===== GIVEN ENTRIES =====
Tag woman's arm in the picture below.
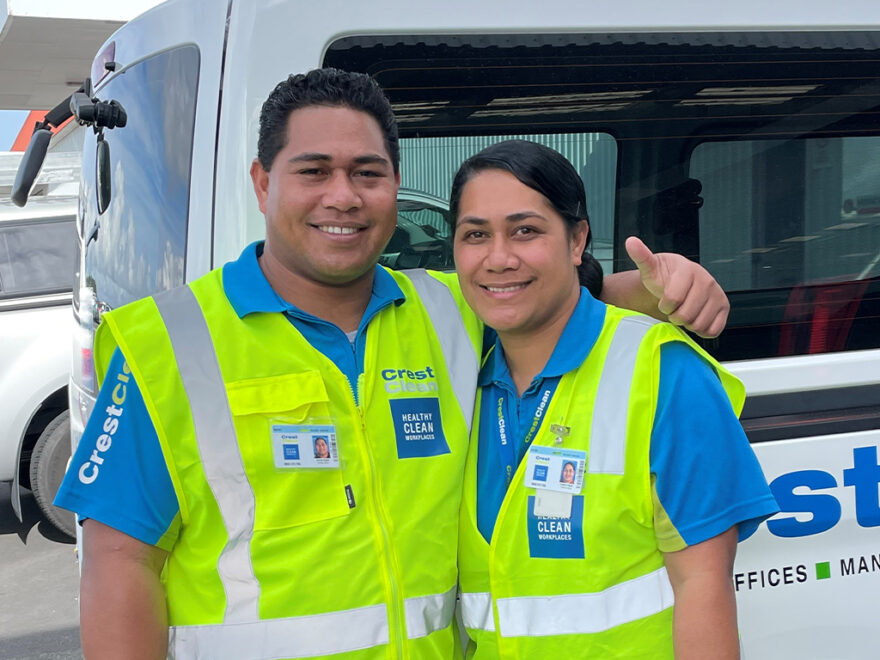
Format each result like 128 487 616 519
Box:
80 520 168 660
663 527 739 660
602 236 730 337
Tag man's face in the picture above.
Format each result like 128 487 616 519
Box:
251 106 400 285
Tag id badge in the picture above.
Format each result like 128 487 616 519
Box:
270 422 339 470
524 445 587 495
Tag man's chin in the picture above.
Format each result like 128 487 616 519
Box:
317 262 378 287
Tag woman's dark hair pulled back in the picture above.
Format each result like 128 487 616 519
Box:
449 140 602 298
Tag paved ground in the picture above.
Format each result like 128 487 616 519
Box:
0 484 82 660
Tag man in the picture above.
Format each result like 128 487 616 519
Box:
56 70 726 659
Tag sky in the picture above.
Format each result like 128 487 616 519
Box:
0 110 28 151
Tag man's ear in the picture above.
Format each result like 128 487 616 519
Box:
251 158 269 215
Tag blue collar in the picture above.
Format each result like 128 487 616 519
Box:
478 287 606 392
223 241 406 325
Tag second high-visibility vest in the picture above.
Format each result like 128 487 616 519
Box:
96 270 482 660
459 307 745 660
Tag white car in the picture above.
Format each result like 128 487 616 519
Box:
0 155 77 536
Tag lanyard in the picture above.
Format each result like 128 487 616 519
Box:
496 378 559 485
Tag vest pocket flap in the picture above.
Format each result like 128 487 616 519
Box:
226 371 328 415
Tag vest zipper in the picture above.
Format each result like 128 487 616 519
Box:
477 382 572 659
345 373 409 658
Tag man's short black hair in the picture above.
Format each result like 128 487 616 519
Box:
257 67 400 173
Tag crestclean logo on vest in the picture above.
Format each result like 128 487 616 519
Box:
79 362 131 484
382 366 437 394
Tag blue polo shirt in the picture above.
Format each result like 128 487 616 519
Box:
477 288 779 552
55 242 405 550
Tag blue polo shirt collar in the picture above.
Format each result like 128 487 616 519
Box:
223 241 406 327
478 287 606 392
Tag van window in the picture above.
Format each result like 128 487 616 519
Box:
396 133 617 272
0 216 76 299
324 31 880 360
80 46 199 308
=====
===== GIVEN ENTRIES =====
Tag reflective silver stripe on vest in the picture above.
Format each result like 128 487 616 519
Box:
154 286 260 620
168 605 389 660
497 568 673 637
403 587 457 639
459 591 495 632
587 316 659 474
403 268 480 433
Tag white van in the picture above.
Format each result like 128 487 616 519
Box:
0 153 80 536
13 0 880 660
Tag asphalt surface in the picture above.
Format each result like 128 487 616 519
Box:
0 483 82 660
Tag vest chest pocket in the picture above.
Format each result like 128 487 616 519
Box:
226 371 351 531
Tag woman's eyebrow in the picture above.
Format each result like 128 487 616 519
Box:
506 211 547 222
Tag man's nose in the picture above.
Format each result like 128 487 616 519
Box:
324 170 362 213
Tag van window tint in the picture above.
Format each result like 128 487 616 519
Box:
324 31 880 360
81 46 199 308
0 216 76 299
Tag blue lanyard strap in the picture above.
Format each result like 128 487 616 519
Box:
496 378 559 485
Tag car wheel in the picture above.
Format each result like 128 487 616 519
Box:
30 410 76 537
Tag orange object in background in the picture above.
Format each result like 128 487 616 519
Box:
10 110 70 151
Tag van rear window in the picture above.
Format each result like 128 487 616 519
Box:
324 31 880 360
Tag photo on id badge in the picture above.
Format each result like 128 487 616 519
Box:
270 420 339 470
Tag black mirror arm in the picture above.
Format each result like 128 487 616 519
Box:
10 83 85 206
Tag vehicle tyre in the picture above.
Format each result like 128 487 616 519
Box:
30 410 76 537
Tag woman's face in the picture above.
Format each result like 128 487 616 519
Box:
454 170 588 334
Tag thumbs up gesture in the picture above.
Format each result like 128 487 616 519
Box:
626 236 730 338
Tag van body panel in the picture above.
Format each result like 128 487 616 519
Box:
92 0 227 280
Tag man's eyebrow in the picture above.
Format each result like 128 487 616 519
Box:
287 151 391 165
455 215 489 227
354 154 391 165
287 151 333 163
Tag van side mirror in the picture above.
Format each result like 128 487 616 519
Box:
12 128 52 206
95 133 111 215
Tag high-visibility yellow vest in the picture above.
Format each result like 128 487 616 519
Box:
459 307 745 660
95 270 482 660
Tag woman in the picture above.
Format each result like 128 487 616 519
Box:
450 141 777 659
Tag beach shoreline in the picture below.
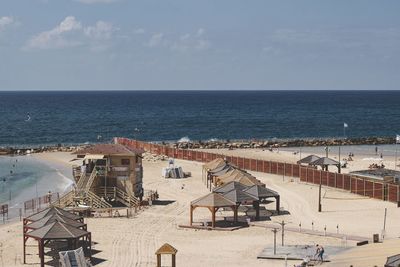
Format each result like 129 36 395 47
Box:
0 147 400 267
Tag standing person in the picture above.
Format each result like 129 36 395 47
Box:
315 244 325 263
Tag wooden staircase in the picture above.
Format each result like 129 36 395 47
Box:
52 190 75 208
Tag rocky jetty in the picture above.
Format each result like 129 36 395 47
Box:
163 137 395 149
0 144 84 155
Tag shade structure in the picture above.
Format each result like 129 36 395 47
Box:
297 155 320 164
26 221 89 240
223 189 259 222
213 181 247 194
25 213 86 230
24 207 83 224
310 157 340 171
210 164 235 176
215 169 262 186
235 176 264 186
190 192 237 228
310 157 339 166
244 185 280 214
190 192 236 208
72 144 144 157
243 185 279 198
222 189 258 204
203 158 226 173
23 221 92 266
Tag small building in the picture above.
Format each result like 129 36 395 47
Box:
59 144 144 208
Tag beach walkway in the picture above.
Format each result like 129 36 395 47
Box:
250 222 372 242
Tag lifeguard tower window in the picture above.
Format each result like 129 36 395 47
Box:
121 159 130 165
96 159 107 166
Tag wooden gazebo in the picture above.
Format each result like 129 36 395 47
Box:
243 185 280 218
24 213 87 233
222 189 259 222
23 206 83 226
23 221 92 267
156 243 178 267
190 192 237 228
=====
===== GIVEN ENTRIES =====
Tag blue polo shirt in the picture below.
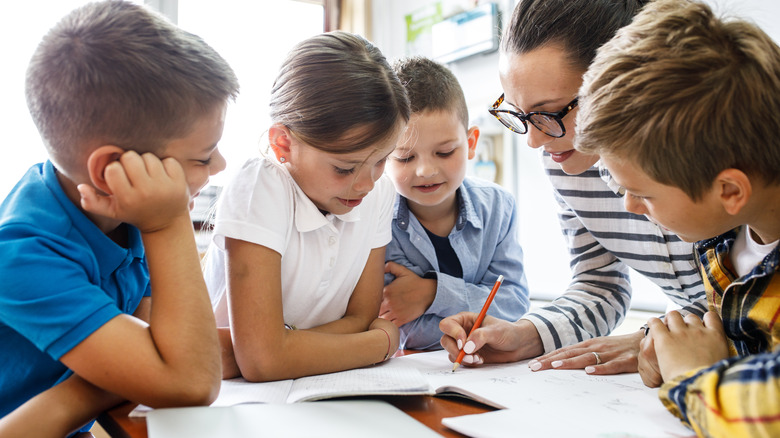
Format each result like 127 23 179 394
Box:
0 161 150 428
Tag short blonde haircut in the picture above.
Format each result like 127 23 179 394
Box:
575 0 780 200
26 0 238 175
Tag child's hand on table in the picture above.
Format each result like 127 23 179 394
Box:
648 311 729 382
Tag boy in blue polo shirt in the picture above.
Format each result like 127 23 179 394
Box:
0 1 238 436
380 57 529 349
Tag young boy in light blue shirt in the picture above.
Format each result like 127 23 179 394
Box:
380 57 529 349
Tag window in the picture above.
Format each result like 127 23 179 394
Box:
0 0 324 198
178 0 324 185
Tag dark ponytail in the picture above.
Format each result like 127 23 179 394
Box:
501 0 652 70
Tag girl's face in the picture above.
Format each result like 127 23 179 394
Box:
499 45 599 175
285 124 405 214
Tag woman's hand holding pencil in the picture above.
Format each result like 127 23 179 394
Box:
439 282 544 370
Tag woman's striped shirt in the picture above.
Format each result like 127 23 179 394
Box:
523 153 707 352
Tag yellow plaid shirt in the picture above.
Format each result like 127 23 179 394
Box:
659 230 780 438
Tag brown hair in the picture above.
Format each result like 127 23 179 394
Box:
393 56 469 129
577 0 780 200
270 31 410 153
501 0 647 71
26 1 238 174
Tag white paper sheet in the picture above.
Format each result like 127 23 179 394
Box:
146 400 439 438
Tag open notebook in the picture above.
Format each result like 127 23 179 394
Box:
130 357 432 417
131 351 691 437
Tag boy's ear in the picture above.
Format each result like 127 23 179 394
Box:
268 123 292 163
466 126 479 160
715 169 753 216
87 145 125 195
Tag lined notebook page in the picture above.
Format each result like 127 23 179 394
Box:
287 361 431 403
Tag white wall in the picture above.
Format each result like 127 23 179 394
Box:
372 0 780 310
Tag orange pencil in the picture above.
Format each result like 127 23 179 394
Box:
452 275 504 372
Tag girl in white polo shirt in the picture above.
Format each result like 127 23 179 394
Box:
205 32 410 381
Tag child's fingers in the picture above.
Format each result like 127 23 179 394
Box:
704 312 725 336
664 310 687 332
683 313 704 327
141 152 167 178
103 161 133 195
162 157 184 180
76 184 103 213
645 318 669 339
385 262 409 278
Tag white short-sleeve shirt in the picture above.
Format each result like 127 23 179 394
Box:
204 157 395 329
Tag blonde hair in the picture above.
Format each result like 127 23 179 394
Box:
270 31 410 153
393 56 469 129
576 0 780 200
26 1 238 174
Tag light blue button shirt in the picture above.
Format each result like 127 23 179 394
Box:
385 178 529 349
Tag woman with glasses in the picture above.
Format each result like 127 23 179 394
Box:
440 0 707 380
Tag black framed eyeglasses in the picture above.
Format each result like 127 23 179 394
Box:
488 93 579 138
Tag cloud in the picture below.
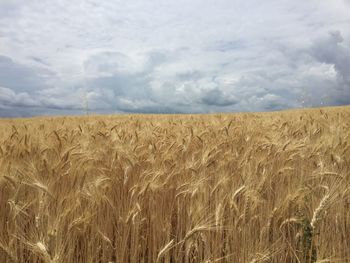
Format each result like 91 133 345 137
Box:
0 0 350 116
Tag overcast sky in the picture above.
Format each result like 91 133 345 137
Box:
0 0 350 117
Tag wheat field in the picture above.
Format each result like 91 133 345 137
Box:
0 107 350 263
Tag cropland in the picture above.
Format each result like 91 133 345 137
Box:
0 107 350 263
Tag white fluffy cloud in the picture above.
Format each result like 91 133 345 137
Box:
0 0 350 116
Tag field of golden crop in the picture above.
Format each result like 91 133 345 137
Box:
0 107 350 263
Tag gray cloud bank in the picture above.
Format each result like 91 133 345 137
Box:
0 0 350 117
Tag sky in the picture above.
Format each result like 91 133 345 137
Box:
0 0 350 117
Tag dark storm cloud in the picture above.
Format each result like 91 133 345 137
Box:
=====
**THE REQUEST:**
Copy the lines of the records above exactly, from the line containing "Tag orange pencil in the picture above." up to and including the line containing "385 262 409 278".

**TASK RESULT:**
Tag orange pencil in the picture above.
Format each result like 127 23 179 394
Box:
452 275 504 372
Tag girl in white polo shirt in the picture above.
Format each result like 127 23 179 394
Box:
205 32 410 381
Tag child's fingers in the picture above.
Format each result like 127 23 179 394
Box:
704 312 725 336
664 310 687 332
683 313 704 327
141 152 167 178
103 161 133 195
162 157 184 180
76 184 103 213
645 318 669 339
385 262 409 278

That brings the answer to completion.